According to Ralph et al. (2010), precipitation forecasts in complex terrain can be erroneous because of errors in forecasting lower-tropospheric wind direction or the structure of blocking phenomena (e.g., a barrier jet), and cloud microphysics. We have shown that in the case of the WVFT, the controlling-layer wind forecasts were reasonable at component speeds ≤ 10 m s−1, as indicated by the K&A criteria and FBS, with the exception that the barrier jet in the Central Valley, affecting forecasts at CCO, and the gap flows at TDE may not be well represented in the models. Problems with the wind forecasts at greater speeds, as discussed above, could have contributed to overforecasts of the precipitation field at some stations.

Possible weaknesses in the models may include resolution of the terrain, the representation of the thermodynamics of approaching storm systems, and the vertical distribution of moisture. Improved data assimilation to more accurately capture moisture and wind profiles for model initialization and improved modeled physical processes to more accurately resolve features such as barrier jets could be considered. The lack of upstream measurements of wind and water vapor may also be an issue for precipitation forecasts in the western United States.

Potential errors in the vertical velocity field (which is an important input for microphysical schemes) will result if the low-level thermodynamic stability is inaccurately forecast by the models. That is, for a site that is dominated by orographic forcing (like CZC), the correctly forecasted upslope IWV flux will only result in the correct QPF if the vertical velocity response is accurately simulated. Likewise, the vertical profiles of vertical velocity and specific humidity can be inaccurately forecasted, even though the upslope IWV flux is correctly forecasted. In this case, the input for a microphysics scheme will result in an erroneous QPF. In addition, for sites that aren’t dominated by orographic forcing, like AST or FKS, using the IWV flux results in even more ambiguities, since the forcing at these sites is not predominantly and explicitly provided by the IWV flux. Even though it is usually coincidental that other forcings (like frontal and synoptic–dynamic) are phased with the total IWV-flux plume, these forcings and the wind field (associated with the flux) are subject to both magnitude and phase lags and additional forecast errors.

We cannot address microphysics in this paper, but this analysis, and others, points to the need for additional research to take place regarding the cloud microphysics packages included in the RAP and HRRR. Previous studies have found that how a forecast model handles graupel aloft (Colle et al. 2005; Lin and Colle 2009), the intercept for snow-size distribution, and the number of CCN (Colle et al. 2005) can cause errors in the forecast of precipitation at the surface. Gowan et al. (2018) found that HRRR precipitation forecasts near mountain ranges in Utah and Lake Tahoe tended to be biased low on the windward slopes and biased high on the leeward slopes, consistent with Colle et al. (2005) simulations over the Wasatch Range using MM5. They point to potential problems with the observations, the model microphysics, or the accurate representation of orographic precipitation processes. Lin et al. (2013) state that “it is a challenge to identify and quantify the sources of precipitation bias.” Their work indicates there are problems with the bulk microphysical parameterizations, as well as issues regarding the freezing level relative to the terrain, with precipitation forecast differences for cold versus warm storms. This is a topic that could be evaluated in the future using PSD freezing-level radar measurements.

-------------------------

Your task: Retype the part of the passage on precipitation forecasts that opens with the words containing "According to Ralph" and closes with "at some stations.". The lines below are separate material, unrelated to the passage on precipitation forecasts.

-------------------------

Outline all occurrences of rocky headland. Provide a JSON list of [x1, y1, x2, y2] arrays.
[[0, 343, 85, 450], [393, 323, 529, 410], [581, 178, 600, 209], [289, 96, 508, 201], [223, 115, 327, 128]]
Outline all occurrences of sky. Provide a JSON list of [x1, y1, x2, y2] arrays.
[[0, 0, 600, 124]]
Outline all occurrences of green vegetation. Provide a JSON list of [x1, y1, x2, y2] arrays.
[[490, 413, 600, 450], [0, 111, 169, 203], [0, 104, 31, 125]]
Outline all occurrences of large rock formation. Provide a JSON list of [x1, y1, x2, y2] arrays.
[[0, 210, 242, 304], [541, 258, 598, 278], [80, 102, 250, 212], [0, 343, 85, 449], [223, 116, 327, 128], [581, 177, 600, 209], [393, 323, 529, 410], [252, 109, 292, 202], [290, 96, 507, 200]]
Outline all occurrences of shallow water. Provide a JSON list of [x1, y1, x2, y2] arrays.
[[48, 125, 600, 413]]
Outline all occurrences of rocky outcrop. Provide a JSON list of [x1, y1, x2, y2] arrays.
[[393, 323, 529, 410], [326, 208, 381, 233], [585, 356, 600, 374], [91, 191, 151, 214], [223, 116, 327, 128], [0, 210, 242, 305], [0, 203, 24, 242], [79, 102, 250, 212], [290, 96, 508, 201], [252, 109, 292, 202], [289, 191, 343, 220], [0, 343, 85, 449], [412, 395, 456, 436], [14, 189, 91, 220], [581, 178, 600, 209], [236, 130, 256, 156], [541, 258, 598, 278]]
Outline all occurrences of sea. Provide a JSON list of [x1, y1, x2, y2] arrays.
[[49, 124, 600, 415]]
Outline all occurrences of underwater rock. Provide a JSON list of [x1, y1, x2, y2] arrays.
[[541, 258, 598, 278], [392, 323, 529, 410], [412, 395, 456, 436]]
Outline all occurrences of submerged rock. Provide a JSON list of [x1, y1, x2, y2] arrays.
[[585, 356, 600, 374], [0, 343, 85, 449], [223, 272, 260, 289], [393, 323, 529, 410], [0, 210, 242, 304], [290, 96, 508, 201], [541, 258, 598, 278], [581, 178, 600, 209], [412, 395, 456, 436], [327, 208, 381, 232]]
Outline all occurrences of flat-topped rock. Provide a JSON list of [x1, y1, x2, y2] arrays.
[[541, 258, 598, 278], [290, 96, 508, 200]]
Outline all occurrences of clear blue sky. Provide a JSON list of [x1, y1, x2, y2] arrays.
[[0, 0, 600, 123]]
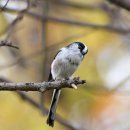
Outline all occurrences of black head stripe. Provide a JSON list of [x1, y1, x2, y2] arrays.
[[75, 42, 85, 51]]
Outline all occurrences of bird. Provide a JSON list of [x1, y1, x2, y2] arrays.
[[47, 42, 88, 127]]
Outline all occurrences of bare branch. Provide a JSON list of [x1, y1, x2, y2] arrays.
[[1, 0, 9, 11], [0, 78, 85, 92], [0, 8, 130, 33], [0, 40, 19, 49], [0, 77, 83, 130], [107, 0, 130, 11]]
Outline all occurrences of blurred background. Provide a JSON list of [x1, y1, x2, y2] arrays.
[[0, 0, 130, 130]]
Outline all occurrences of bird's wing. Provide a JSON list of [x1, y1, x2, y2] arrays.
[[48, 49, 61, 81]]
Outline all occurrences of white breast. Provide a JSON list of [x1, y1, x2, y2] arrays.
[[51, 48, 83, 79]]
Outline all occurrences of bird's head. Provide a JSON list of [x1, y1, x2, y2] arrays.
[[67, 42, 88, 56]]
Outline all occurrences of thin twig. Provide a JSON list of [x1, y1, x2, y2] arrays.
[[0, 40, 19, 49], [107, 0, 130, 11], [0, 0, 9, 11], [0, 78, 85, 92], [0, 77, 82, 130]]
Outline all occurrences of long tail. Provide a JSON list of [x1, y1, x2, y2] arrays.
[[47, 89, 61, 127]]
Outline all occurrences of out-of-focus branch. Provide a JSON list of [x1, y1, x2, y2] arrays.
[[107, 0, 130, 11], [0, 8, 130, 33], [0, 40, 19, 49], [0, 77, 82, 130], [0, 78, 85, 92], [1, 0, 9, 11]]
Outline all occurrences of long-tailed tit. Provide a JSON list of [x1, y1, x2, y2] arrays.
[[47, 42, 88, 127]]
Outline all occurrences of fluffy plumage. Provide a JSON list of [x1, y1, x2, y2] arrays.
[[47, 42, 88, 127]]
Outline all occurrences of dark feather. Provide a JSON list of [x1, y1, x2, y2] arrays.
[[48, 50, 61, 81]]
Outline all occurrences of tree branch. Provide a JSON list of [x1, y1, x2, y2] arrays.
[[107, 0, 130, 11], [0, 78, 85, 92], [0, 40, 19, 49], [0, 77, 83, 130]]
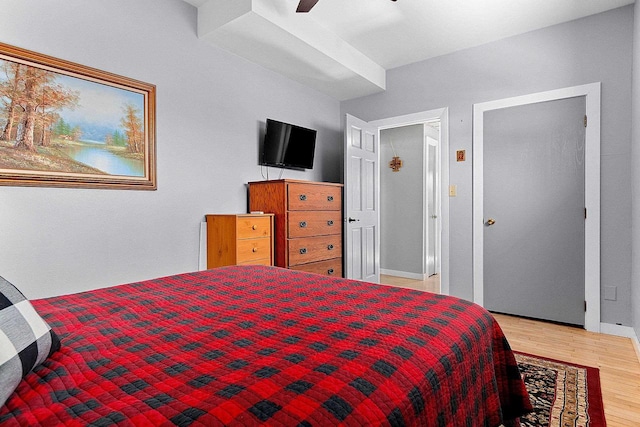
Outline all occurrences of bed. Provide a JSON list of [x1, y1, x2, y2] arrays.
[[0, 266, 531, 426]]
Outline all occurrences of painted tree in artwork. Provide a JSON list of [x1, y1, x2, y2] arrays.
[[120, 104, 144, 153], [0, 61, 26, 141], [0, 61, 79, 151]]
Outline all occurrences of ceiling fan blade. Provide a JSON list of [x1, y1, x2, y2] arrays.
[[296, 0, 318, 13]]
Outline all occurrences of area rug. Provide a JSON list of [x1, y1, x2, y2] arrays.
[[516, 353, 606, 427]]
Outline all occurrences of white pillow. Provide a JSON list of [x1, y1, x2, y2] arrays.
[[0, 277, 60, 406]]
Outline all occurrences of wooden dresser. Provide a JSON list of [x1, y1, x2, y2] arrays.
[[206, 214, 274, 268], [249, 179, 342, 277]]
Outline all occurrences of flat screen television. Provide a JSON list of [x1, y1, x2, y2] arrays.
[[260, 119, 316, 169]]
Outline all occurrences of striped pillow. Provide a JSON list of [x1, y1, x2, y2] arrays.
[[0, 277, 60, 406]]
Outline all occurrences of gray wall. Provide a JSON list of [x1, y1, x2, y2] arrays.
[[0, 0, 342, 298], [631, 2, 640, 337], [380, 125, 425, 274], [341, 6, 633, 325]]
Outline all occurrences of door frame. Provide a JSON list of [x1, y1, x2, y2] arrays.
[[369, 107, 449, 295], [473, 82, 601, 332]]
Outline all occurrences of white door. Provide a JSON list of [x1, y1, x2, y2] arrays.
[[483, 96, 585, 325], [344, 114, 380, 283], [426, 142, 438, 276]]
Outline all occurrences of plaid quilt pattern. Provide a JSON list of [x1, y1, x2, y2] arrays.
[[0, 266, 530, 426], [0, 277, 60, 405]]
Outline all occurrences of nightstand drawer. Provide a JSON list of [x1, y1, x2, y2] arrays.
[[206, 214, 274, 268], [236, 237, 271, 264], [236, 216, 271, 239], [287, 211, 342, 239], [287, 184, 342, 211], [287, 234, 342, 266]]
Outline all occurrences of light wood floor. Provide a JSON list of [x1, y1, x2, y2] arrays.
[[380, 276, 640, 427]]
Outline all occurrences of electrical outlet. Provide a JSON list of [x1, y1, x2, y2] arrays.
[[604, 286, 618, 301]]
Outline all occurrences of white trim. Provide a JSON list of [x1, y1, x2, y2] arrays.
[[473, 82, 601, 332], [380, 268, 427, 281], [369, 107, 449, 295], [600, 323, 638, 342], [198, 221, 207, 271]]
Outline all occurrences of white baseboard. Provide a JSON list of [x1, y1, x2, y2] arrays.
[[600, 323, 640, 362], [380, 268, 427, 280]]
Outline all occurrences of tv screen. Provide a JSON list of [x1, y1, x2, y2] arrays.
[[260, 119, 316, 169]]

-------------------------

Solution to this exercise:
According to Ralph et al. (2010), precipitation forecasts in complex terrain can be erroneous because of errors in forecasting lower-tropospheric wind direction or the structure of blocking phenomena (e.g., a barrier jet), and cloud microphysics. We have shown that in the case of the WVFT, the controlling-layer wind forecasts were reasonable at component speeds ≤ 10 m s−1, as indicated by the K&A criteria and FBS, with the exception that the barrier jet in the Central Valley, affecting forecasts at CCO, and the gap flows at TDE may not be well represented in the models. Problems with the wind forecasts at greater speeds, as discussed above, could have contributed to overforecasts of the precipitation field at some stations.